- What is expected -
Go through the data that follows and restate each line exactly as it reads.

- Working data -
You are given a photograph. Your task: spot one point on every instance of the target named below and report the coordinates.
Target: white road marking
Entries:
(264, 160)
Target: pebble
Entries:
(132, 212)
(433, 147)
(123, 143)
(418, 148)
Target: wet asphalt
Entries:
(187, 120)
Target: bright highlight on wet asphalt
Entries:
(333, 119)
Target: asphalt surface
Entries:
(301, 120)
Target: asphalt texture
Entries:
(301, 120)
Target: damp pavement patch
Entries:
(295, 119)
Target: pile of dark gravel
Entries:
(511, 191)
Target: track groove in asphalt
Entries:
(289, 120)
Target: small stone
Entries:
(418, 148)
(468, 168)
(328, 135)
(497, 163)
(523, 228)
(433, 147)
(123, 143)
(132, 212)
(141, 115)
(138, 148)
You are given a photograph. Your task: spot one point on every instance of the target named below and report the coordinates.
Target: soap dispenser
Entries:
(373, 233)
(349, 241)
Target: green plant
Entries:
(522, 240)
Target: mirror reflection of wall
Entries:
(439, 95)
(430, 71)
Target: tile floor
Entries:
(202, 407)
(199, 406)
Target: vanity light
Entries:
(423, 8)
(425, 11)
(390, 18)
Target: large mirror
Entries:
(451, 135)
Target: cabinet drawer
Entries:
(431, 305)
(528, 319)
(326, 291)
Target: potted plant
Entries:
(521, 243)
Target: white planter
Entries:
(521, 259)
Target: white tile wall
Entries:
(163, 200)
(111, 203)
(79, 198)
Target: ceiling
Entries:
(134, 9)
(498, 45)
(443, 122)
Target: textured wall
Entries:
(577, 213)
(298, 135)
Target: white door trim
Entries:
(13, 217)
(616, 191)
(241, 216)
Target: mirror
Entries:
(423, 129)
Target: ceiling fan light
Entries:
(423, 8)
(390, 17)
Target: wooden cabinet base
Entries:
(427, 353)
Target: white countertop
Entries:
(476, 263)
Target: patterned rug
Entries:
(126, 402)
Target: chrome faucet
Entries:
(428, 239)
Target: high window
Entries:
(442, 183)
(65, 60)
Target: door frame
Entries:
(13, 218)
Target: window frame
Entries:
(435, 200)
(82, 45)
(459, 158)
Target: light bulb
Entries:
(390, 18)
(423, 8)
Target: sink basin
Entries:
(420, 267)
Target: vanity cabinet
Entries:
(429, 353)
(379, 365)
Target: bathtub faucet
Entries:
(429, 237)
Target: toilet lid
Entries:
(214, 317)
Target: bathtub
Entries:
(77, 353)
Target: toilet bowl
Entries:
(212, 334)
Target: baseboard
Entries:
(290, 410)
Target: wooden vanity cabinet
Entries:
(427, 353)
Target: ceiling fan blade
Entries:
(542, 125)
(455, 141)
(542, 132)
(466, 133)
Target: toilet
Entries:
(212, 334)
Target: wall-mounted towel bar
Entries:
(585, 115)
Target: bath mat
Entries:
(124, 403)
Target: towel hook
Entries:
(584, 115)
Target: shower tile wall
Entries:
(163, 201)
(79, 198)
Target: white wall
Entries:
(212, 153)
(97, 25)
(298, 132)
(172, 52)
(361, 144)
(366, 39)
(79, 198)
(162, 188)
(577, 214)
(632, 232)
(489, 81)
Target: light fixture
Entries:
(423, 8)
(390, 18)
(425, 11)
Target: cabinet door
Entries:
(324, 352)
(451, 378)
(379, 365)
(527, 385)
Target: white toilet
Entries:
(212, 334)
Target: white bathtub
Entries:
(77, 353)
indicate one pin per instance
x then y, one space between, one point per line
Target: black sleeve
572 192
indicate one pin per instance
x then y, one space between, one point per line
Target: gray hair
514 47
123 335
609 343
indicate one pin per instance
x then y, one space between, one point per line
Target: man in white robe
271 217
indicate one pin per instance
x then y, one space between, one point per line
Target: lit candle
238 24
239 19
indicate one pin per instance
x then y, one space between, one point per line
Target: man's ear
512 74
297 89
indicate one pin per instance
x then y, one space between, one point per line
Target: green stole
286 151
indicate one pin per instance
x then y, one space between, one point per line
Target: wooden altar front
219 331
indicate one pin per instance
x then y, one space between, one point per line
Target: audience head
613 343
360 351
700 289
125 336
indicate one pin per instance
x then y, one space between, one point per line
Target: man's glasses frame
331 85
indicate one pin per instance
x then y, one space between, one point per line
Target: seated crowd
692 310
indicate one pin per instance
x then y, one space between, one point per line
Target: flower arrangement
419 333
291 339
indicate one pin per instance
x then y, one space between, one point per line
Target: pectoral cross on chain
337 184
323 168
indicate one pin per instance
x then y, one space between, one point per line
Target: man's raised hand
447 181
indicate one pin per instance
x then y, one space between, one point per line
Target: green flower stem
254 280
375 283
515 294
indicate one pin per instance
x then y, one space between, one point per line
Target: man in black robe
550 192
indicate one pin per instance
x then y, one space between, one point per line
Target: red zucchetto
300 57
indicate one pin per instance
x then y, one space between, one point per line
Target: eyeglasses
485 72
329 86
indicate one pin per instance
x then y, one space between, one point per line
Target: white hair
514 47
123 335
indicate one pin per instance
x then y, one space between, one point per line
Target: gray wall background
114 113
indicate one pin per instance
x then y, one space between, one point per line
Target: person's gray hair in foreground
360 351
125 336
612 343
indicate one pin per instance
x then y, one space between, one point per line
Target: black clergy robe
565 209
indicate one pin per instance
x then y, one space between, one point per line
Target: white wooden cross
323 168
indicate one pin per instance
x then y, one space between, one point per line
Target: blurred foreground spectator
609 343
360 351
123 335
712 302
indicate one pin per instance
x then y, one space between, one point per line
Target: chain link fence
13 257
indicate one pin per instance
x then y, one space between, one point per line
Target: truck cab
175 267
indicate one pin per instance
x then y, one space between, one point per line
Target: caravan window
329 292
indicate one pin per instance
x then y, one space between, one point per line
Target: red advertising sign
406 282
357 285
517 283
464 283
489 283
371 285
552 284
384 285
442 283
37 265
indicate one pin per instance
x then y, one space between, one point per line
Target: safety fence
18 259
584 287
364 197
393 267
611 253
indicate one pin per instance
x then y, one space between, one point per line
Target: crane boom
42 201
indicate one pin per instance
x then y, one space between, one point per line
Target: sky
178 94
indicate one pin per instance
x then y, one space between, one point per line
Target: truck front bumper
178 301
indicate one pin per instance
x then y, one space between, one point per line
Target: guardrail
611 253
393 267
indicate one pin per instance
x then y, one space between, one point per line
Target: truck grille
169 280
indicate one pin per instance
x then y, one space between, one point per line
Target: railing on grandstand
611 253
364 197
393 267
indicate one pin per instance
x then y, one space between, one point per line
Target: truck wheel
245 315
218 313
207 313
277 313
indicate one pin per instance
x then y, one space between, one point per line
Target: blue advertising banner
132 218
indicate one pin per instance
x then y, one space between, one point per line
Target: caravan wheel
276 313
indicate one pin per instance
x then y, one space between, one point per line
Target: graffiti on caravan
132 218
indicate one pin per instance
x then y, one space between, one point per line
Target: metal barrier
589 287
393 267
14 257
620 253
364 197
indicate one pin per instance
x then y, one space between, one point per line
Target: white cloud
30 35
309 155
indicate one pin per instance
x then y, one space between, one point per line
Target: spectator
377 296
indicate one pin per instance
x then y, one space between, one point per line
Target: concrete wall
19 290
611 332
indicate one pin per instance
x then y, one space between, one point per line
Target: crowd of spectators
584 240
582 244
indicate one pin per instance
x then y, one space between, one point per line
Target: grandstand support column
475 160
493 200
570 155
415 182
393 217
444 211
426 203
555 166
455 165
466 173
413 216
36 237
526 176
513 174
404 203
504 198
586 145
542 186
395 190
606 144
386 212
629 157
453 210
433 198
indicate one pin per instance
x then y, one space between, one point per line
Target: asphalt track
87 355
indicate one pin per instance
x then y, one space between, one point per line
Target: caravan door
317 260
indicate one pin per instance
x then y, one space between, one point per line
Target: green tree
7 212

- Task solution -
You are given a photograph. Your task: spot one point on every instance of the target named below and report the coordinates.
Target: white road marking
Entries:
(264, 160)
Target: pebble
Entries:
(132, 212)
(433, 147)
(123, 143)
(418, 148)
Target: wet asphalt
Entries:
(187, 120)
Target: bright highlight on wet asphalt
Entries:
(333, 119)
Target: asphalt surface
Entries:
(301, 120)
Target: asphalt texture
Entries:
(301, 120)
Target: damp pavement patch
Entries:
(295, 119)
Target: pile of dark gravel
Entries:
(511, 191)
Target: track groove in asphalt
Entries:
(289, 120)
Target: small stone
Entries:
(418, 148)
(468, 168)
(328, 135)
(497, 163)
(523, 228)
(433, 147)
(123, 143)
(132, 212)
(141, 115)
(138, 148)
You are given a photograph. Your task: spot one point on every instance of the target named below and report the coordinates.
Target: soap dispenser
Entries:
(373, 233)
(349, 241)
Target: green plant
Entries:
(522, 240)
Target: mirror reflection of wall
Entries:
(439, 95)
(430, 71)
Target: tile floor
Entries:
(202, 407)
(199, 406)
Target: vanity light
Entries:
(423, 8)
(425, 11)
(390, 18)
Target: large mirror
Entries:
(451, 135)
Target: cabinet drawer
Entries:
(431, 305)
(528, 319)
(326, 291)
Target: potted plant
Entries:
(521, 243)
Target: white planter
Entries:
(521, 259)
Target: white tile wall
Entries:
(163, 200)
(111, 203)
(79, 198)
Target: ceiling
Entries:
(134, 9)
(498, 45)
(443, 122)
Target: textured wall
Entries:
(577, 213)
(298, 135)
Target: white door trim
Entries:
(13, 217)
(616, 191)
(241, 216)
Target: mirror
Entries:
(423, 129)
Target: ceiling fan light
Entries:
(423, 8)
(390, 17)
Target: wooden cabinet base
Entries:
(427, 353)
Target: white countertop
Entries:
(476, 263)
Target: patterned rug
Entries:
(126, 402)
Target: chrome faucet
Entries:
(428, 239)
Target: high window
Entries:
(442, 183)
(65, 60)
Target: door frame
Entries:
(13, 218)
Target: window frame
Entries:
(435, 200)
(82, 45)
(459, 158)
Target: light bulb
Entries:
(390, 18)
(423, 8)
Target: sink basin
Entries:
(420, 267)
Target: vanity cabinet
Entries:
(429, 353)
(379, 365)
Target: bathtub faucet
Entries:
(429, 237)
Target: toilet lid
Entries:
(214, 317)
Target: bathtub
Entries:
(77, 353)
Target: toilet bowl
Entries:
(212, 334)
Target: baseboard
Entries:
(290, 410)
Target: wooden vanity cabinet
Entries:
(427, 353)
Target: ceiling fan blade
Entries:
(542, 125)
(455, 141)
(542, 132)
(466, 133)
Target: toilet
Entries:
(212, 334)
Target: wall-mounted towel bar
Entries:
(585, 115)
Target: bath mat
Entries:
(124, 403)
Target: towel hook
Entries:
(584, 115)
Target: shower tile wall
Entries:
(163, 201)
(79, 198)
Target: white wall
Entries:
(212, 153)
(97, 25)
(298, 132)
(172, 52)
(361, 144)
(366, 39)
(79, 198)
(162, 188)
(577, 214)
(632, 232)
(489, 81)
Target: light fixture
Entries:
(423, 8)
(390, 18)
(425, 11)
Target: cabinet door
Entries:
(324, 352)
(451, 378)
(379, 365)
(527, 385)
Target: white toilet
Entries:
(212, 334)
Target: white bathtub
Entries:
(77, 353)
indicate one pin per instance
x then y, one space between, one point per line
Target: black sleeve
572 192
indicate one pin per instance
x then y, one space between, one point per line
Target: gray hair
514 47
123 335
609 343
indicate one pin per instance
x then y, one space between, one point per line
Target: man in white robe
271 217
indicate one pin per instance
x then y, one space between, one point per line
Target: lit candle
238 24
239 19
indicate one pin per instance
x then y, one space between, one point per line
Target: man's ear
512 74
297 89
indicate one pin per instance
x then y, one space between, one point per line
Target: green stole
286 151
indicate one pin per instance
x then y, one space between, one point per line
Target: wooden altar front
219 331
indicate one pin per instance
x then y, one space between, one point per line
Target: audience head
613 343
360 351
700 289
125 336
indicate one pin per instance
x then y, one space between, one point per line
Target: man's glasses frame
331 85
indicate one pin per instance
x then y, one space between, one point per line
Target: seated crowd
692 310
indicate one pin per instance
x then y, one space between, one point per line
Target: flower arrangement
419 333
291 339
indicate one pin per instance
x then y, one space between, one point per line
Target: pectoral cross on chain
337 184
323 168
indicate one pin per instance
x then y, one space between, one point per line
Target: man's raised hand
447 181
indicate one pin per instance
x then y, one space between, one point per line
Target: green flower stem
254 280
375 283
515 294
indicate one pin per instance
x then y, one space between, one point per line
Target: man in black robe
550 192
indicate one pin per instance
x then y, one space between, one point per line
Target: red zucchetto
300 57
indicate one pin per instance
x then y, one space between, one point per line
Target: eyeglasses
485 72
329 86
indicate one pin per instance
x then y, one space between, one point per line
Target: white hair
514 47
123 335
indicate one pin per instance
x then y, one space between, one point per line
Target: gray wall background
114 113
indicate one pin per instance
x then y, one space between, one point per line
Target: person's gray hair in foreground
360 351
125 336
612 343
indicate one pin per instance
x then y, one space between, one point per line
Target: black clergy robe
565 209
indicate one pin per instance
x then y, one space between, one point per line
Target: white wooden cross
323 168
indicate one pin per instance
x then y, one space between, one point per line
Target: blurred foreground spectator
609 343
360 351
123 335
712 302
indicate one pin per instance
x then y, one space between, one point per line
Target: chain link fence
13 257
indicate one pin per instance
x then y, one space between, one point per line
Target: truck cab
175 267
indicate one pin per instance
x then y, one space between, one point per line
Target: caravan window
329 292
indicate one pin per instance
x then y, one space between, one point per line
Target: red advertising sign
406 282
357 285
517 283
464 283
489 283
371 285
552 284
384 285
442 283
37 265
indicate one pin per instance
x then y, one space between, one point per line
Target: safety fence
18 259
584 287
364 197
393 267
611 253
indicate one pin per instance
x then y, one space between, one point per line
Target: crane boom
42 201
indicate one pin per instance
x then y, one space between, one point per line
Target: sky
178 94
indicate one pin per instance
x then y, one space between, one point per line
Target: truck front bumper
178 301
indicate one pin per instance
x then y, one space between, one point per line
Target: guardrail
611 253
393 267
indicate one pin per instance
x then y, one space between, one point per line
Target: truck grille
169 280
indicate one pin per instance
x then y, one space between, one point per line
Target: railing on grandstand
611 253
364 197
393 267
indicate one pin per instance
x then y, one space between, one point per line
Target: truck wheel
245 315
218 313
207 313
277 313
indicate one pin per instance
x then y, one space between, one point per line
Target: blue advertising banner
132 218
indicate one pin per instance
x then y, one space between, one point per line
Target: caravan wheel
276 313
indicate one pin per instance
x then y, one space between, one point per line
Target: graffiti on caravan
132 218
indicate one pin per instance
x then y, one space between, one point per line
Target: metal barrier
589 287
393 267
14 257
620 253
364 197
indicate one pin per instance
x then y, one space between, one point per line
Target: white cloud
30 35
309 155
indicate one pin per instance
x then y, one space between, one point per line
Target: spectator
377 296
indicate one pin per instance
x then y, one space between, one point per line
Target: concrete wall
19 290
611 332
indicate one pin per instance
x then y, one space between, one point per line
Target: crowd of spectators
584 240
582 244
indicate one pin per instance
x then y, one space between, one point per line
Target: grandstand support column
475 160
493 200
570 155
415 182
393 217
444 211
426 203
555 166
455 165
466 173
413 216
36 237
526 176
513 174
404 203
504 198
586 145
542 186
395 190
606 144
386 212
629 157
453 210
433 198
indicate one pin per instance
x then y, one space between, one point per line
Target: asphalt track
87 355
indicate one pin per instance
x then y, one space between, one point per line
Target: caravan door
317 260
indicate one pin per instance
x then y, one space between, one point per line
Target: green tree
7 212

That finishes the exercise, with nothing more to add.